- **SEITE**:
# # # # #
Charenstock - Berglihorn - Blistöcke


Publiziert von Bergamotte , 9. Juli 2017 um 14:33.

Region: Welt » Schweiz » Glarus
Tour Datum: 5 Juli 2017
Wandern Schwierigkeit: T6+ - schwieriges Alpinwandern
Klettern Schwierigkeit: II (UIAA-Skala)
Wegpunkte:
Geo-Tags: CH-GL   Chärpfgruppe 
Zeitbedarf: 5:00
Aufstieg: 1200 m
Abstieg: 1200 m
Zufahrt zum Ausgangspunkt:LSB Chies-Mettmen
Kartennummer:1174 Elm

Vermutlich hat jeder Alpinist seinen persönlichen Angstberg. Bei mir war's bisher das Berglihorn. Jahrelang hat mich die extreme Ausgesetztheit von einer Begehung abgehalten. Nun habe ich mich doch überwunden, auch in der Hoffnung, dass vor Ort - wie so häufig - alles nur halb so schlimm sei wie befürchtet. Das hat sich leider nicht bewahrheitet: Meine Angst vor dem Berglihorn war durchaus berechtigt...

Um 08:15 laufe ich von der Bergstation auf Mettmen los. Das neue Berggasthaus ist ein wirklicher Blickfang geworden, modern und doch der Landschaft angepasst. Den Aufstieg zur Gandfurggele (2154m) kenne ich mittlerweile zu Genüge und bringe ihn zügig hinter mich. Hier beginnt die lohnende Gratwanderung, die erst auf dem Hinter Blistock ihr Ende finden wird. Der Grat hoch zum Felskopf P. 2317 lässt sich genussvoll begehen, einige Aufschwünge werden westseitig umgangen (teils schwache Trittspuren). Anschliessend runter in die Senke vor dem Charenstock, wo zuletzt nochmals kurz nach Westen ausgewichen werden muss. Die gutmütige Nordflanke des Charenstocks (2422m) lässt sich fast überall begehen. Zuoberst laufe ich auf einen Bergführer mit Gast auf. Die beiden Appenzeller begehen die vermutlich schönste Tour im ganzen Gebiet: die komplette Überschreitung vom Chies bis zum Kärpf.
# # # # #
(Gespeicherte Einträge)
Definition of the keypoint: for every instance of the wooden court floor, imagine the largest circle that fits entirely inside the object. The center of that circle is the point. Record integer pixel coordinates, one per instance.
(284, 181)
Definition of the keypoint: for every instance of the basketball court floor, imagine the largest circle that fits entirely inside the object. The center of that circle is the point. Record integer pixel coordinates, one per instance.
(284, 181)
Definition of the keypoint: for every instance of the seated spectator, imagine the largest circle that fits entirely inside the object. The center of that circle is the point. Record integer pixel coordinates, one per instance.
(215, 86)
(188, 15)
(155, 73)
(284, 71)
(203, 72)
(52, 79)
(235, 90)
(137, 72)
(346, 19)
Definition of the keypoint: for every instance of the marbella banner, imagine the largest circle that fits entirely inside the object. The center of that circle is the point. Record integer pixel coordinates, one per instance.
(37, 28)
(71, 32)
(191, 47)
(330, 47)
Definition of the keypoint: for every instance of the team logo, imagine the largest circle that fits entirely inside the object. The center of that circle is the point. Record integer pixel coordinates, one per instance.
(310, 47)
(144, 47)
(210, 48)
# # # # #
- **AUFGABEN**:
1 – Aktualisiere den Tourenbericht zwischen "Publiziert von Bergamotte" und "Schwierigkeit: II (UIAA-Skala)", beides eingeschlossen, indem du "Glarus" durch "Uri" ersetzt, und gib diesen Abschnitt wieder.
2 – Wie hoch ist die Gandfurggele laut dem Tourenbericht?

- **LÖSUNGEN DER REIHE**:
1 –
Publiziert von Bergamotte , 9. Juli 2017 um 14:33.

Region: Welt » Schweiz » Uri
Tour Datum: 5 Juli 2017
Wandern Schwierigkeit: T6+ - schwieriges Alpinwandern
Klettern Schwierigkeit: II (UIAA-Skala)

2 – 2154 m